- Arbeitsauftrag -
Geben Sie die folgenden Daten Zeile für Zeile als Markdown-Tabelle mit den Spalten „Nummer“ und „Zeile“ aus und lassen Sie Leerzeilen weg. Die Bilder gehören nicht in die Antwort.

Datensätze zur Punktannotation:
* * * * * * * * *

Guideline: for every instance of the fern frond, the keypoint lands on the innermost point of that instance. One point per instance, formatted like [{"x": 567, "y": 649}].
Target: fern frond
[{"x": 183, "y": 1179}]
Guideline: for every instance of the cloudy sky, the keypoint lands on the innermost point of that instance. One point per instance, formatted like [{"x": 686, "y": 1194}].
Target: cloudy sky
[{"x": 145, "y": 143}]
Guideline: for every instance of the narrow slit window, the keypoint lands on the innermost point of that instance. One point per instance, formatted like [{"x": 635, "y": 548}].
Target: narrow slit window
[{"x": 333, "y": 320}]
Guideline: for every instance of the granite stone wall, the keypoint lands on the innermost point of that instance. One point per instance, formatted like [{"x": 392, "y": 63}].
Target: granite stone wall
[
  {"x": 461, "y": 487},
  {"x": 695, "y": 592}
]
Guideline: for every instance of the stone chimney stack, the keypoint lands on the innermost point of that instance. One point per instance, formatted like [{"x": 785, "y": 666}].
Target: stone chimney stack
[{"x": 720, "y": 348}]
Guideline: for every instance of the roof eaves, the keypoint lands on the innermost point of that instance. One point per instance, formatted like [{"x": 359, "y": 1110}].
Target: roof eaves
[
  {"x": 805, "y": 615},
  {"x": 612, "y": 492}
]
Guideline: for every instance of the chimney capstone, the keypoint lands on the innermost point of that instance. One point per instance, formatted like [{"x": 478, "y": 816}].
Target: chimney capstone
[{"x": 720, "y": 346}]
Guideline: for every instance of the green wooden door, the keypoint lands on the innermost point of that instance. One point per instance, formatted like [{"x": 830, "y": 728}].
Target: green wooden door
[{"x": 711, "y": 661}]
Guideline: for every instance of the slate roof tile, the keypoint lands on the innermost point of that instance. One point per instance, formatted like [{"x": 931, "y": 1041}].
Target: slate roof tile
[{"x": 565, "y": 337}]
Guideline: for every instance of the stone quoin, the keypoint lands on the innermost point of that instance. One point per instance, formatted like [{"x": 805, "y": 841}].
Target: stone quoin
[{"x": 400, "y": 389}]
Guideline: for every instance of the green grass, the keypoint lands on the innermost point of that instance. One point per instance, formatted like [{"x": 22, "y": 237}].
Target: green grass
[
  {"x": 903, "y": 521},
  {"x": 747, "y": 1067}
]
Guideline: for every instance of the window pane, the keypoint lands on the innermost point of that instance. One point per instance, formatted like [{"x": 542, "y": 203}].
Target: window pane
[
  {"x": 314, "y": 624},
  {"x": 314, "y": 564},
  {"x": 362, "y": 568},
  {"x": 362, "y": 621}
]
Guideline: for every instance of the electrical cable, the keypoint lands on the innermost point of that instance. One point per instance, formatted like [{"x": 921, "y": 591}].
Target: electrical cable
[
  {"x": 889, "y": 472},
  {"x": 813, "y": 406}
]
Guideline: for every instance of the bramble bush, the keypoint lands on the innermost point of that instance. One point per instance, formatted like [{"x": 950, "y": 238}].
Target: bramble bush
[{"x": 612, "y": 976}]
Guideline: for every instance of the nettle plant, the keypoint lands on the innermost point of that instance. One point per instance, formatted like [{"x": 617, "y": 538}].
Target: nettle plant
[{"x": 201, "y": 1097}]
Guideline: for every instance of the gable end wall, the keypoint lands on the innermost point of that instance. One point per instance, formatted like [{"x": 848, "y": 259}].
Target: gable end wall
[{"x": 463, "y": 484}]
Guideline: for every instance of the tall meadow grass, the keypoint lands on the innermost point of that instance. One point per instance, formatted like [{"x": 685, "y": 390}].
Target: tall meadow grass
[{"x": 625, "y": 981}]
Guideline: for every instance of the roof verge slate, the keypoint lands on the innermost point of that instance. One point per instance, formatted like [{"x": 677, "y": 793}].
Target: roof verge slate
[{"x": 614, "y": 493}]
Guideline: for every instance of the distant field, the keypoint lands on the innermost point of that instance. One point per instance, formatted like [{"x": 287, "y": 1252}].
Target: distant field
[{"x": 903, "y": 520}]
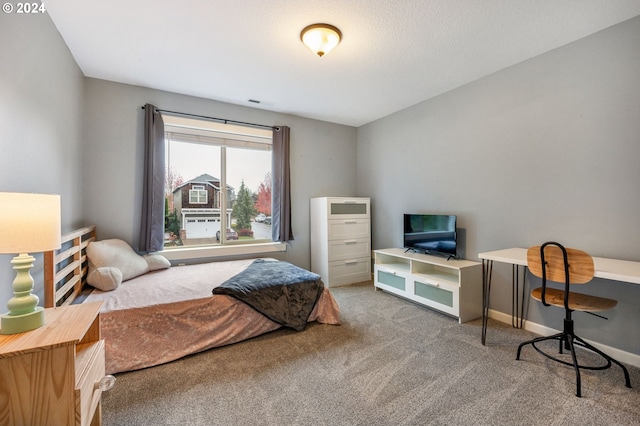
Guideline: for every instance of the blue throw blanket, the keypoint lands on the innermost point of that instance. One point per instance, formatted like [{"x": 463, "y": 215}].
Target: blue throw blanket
[{"x": 280, "y": 291}]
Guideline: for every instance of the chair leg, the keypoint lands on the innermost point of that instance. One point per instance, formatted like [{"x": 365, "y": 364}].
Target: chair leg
[
  {"x": 536, "y": 340},
  {"x": 627, "y": 380},
  {"x": 576, "y": 367}
]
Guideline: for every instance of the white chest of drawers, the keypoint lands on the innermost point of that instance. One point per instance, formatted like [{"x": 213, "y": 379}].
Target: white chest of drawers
[{"x": 341, "y": 239}]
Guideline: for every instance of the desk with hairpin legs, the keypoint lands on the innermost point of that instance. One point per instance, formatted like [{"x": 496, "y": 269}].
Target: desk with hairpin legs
[{"x": 609, "y": 269}]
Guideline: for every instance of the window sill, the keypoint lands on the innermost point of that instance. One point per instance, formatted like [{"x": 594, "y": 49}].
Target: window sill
[{"x": 195, "y": 253}]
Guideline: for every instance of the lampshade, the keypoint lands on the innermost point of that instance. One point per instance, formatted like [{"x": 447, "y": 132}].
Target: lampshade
[
  {"x": 30, "y": 222},
  {"x": 320, "y": 38}
]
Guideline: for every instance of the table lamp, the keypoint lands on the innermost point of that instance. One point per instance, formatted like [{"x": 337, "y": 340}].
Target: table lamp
[{"x": 30, "y": 223}]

* * * * * * * * *

- Endgültige Lösung -
| Nummer | Zeile |
|---|---|
| 1 | Guideline: for every instance of the fern frond, the keypoint lands on the innermost point of that instance. One point per instance, formatted like [{"x": 567, "y": 649}]. |
| 2 | Target: fern frond |
| 3 | [{"x": 183, "y": 1179}] |
| 4 | Guideline: for every instance of the cloudy sky, the keypoint lands on the innermost point of that instance. One point per instance, formatted like [{"x": 686, "y": 1194}]. |
| 5 | Target: cloudy sky |
| 6 | [{"x": 145, "y": 143}] |
| 7 | Guideline: for every instance of the narrow slit window, the keypoint lands on the innermost point of that instance. One point per instance, formatted like [{"x": 635, "y": 548}]. |
| 8 | Target: narrow slit window |
| 9 | [{"x": 333, "y": 320}] |
| 10 | Guideline: for every instance of the granite stone wall, the keypoint lands on the innermost point of that instance. One point per instance, formatted like [{"x": 392, "y": 63}]. |
| 11 | Target: granite stone wall |
| 12 | [ |
| 13 |   {"x": 461, "y": 487}, |
| 14 |   {"x": 695, "y": 592} |
| 15 | ] |
| 16 | Guideline: for every instance of the stone chimney stack, the keypoint lands on the innermost point of that instance. One point per instance, formatted like [{"x": 785, "y": 666}]. |
| 17 | Target: stone chimney stack |
| 18 | [{"x": 720, "y": 348}] |
| 19 | Guideline: for every instance of the roof eaves, the keypoint lands on the innermost point of that instance. One point per instance, formatted like [{"x": 359, "y": 1110}]. |
| 20 | Target: roof eaves |
| 21 | [ |
| 22 |   {"x": 805, "y": 615}, |
| 23 |   {"x": 612, "y": 492} |
| 24 | ] |
| 25 | Guideline: for every instance of the chimney capstone, the keypoint lands on the innermost point of that instance. One point per instance, formatted like [{"x": 478, "y": 816}]. |
| 26 | Target: chimney capstone |
| 27 | [{"x": 720, "y": 346}] |
| 28 | Guideline: for every instance of the green wooden door, the keypoint lands on the innermost point of that instance. One point per instance, formatted like [{"x": 830, "y": 728}]. |
| 29 | Target: green wooden door |
| 30 | [{"x": 711, "y": 661}] |
| 31 | Guideline: for every instance of the slate roof tile, the keypoint lands on the innermost point of that instance. One point per instance, formatted like [{"x": 931, "y": 1041}]. |
| 32 | Target: slate roof tile |
| 33 | [{"x": 565, "y": 337}] |
| 34 | Guideline: for every instance of the stone quoin, the keypoint lands on the innermost point of that instance. One point per instance, formatted like [{"x": 805, "y": 841}]. |
| 35 | Target: stone quoin |
| 36 | [{"x": 400, "y": 389}] |
| 37 | Guideline: for every instance of the green grass, the keypoint lands on the innermost point of that instance. One point per instance, formatted like [{"x": 22, "y": 237}]. |
| 38 | Target: green grass |
| 39 | [ |
| 40 |   {"x": 903, "y": 521}, |
| 41 |   {"x": 747, "y": 1067} |
| 42 | ] |
| 43 | Guideline: for every instance of the window pane, the keypoint lands on the innermost point of that instance. One point per instance, formatted like [{"x": 542, "y": 203}]. |
| 44 | Target: window pane |
| 45 | [ |
| 46 |   {"x": 314, "y": 624}, |
| 47 |   {"x": 314, "y": 564}, |
| 48 |   {"x": 362, "y": 568}, |
| 49 |   {"x": 362, "y": 621} |
| 50 | ] |
| 51 | Guideline: for every instance of the electrical cable, the keypoint lands on the innermost point of that instance. One point per instance, formatted like [{"x": 921, "y": 591}]. |
| 52 | Target: electrical cable |
| 53 | [ |
| 54 |   {"x": 889, "y": 472}, |
| 55 |   {"x": 813, "y": 406} |
| 56 | ] |
| 57 | Guideline: for every instance of the bramble bush, the keypoint lands on the innermost point of that instance. One point per instance, formatted like [{"x": 950, "y": 238}]. |
| 58 | Target: bramble bush |
| 59 | [{"x": 612, "y": 976}] |
| 60 | Guideline: for every instance of the nettle plant, the keypoint lands on the innermost point of that instance. One point per instance, formatted like [{"x": 617, "y": 538}]. |
| 61 | Target: nettle plant |
| 62 | [{"x": 201, "y": 1097}] |
| 63 | Guideline: for every instance of the gable end wall, the keypoint lands on the innermost point of that instance. One point per instance, formatted like [{"x": 848, "y": 259}]. |
| 64 | Target: gable end wall |
| 65 | [{"x": 463, "y": 484}] |
| 66 | Guideline: for every instance of the tall meadow grass, the keypoint lands on the innermost point of that instance. One point per instance, formatted like [{"x": 685, "y": 390}]. |
| 67 | Target: tall meadow grass |
| 68 | [{"x": 625, "y": 981}] |
| 69 | Guideline: for every instance of the roof verge slate, the keypoint lands on the innermost point of that instance. One point per instance, formatted like [{"x": 677, "y": 793}]. |
| 70 | Target: roof verge slate |
| 71 | [{"x": 614, "y": 493}] |
| 72 | Guideline: for every instance of the distant field, the keypoint lands on the innermost point of that instance. One point per instance, formatted like [{"x": 287, "y": 1252}]. |
| 73 | Target: distant field |
| 74 | [{"x": 903, "y": 520}] |
| 75 | Guideline: for every instance of the blue throw blanket, the keypoint lands on the innermost point of that instance. One point per instance, formatted like [{"x": 463, "y": 215}]. |
| 76 | Target: blue throw blanket |
| 77 | [{"x": 280, "y": 291}] |
| 78 | Guideline: for every instance of the chair leg, the keypoint lands on the innermost point of that instance. One point per instance, formatted like [{"x": 365, "y": 364}]. |
| 79 | Target: chair leg |
| 80 | [ |
| 81 |   {"x": 536, "y": 340}, |
| 82 |   {"x": 627, "y": 380}, |
| 83 |   {"x": 576, "y": 367} |
| 84 | ] |
| 85 | Guideline: for every instance of the white chest of drawers, the keypoint lands on the innermost point of that instance. One point per instance, formatted like [{"x": 213, "y": 379}]. |
| 86 | Target: white chest of drawers |
| 87 | [{"x": 341, "y": 239}] |
| 88 | Guideline: for every instance of the desk with hairpin legs, the keypoint lands on the innermost point of that instance. One point per instance, formatted like [{"x": 496, "y": 269}]. |
| 89 | Target: desk with hairpin legs |
| 90 | [{"x": 609, "y": 269}] |
| 91 | Guideline: for every instance of the window sill, the keypoint lands on the innermost point of that instance. One point per instance, formatted like [{"x": 594, "y": 49}]. |
| 92 | Target: window sill |
| 93 | [{"x": 195, "y": 253}] |
| 94 | Guideline: for every instance of the lampshade, the keypoint lands on the innermost point of that instance. One point per instance, formatted like [{"x": 447, "y": 132}]. |
| 95 | Target: lampshade |
| 96 | [ |
| 97 |   {"x": 30, "y": 222}, |
| 98 |   {"x": 320, "y": 38} |
| 99 | ] |
| 100 | Guideline: for every instance of the table lamp, the keypoint lands on the innermost point of that instance. One point per instance, formatted like [{"x": 337, "y": 340}]. |
| 101 | Target: table lamp |
| 102 | [{"x": 30, "y": 223}] |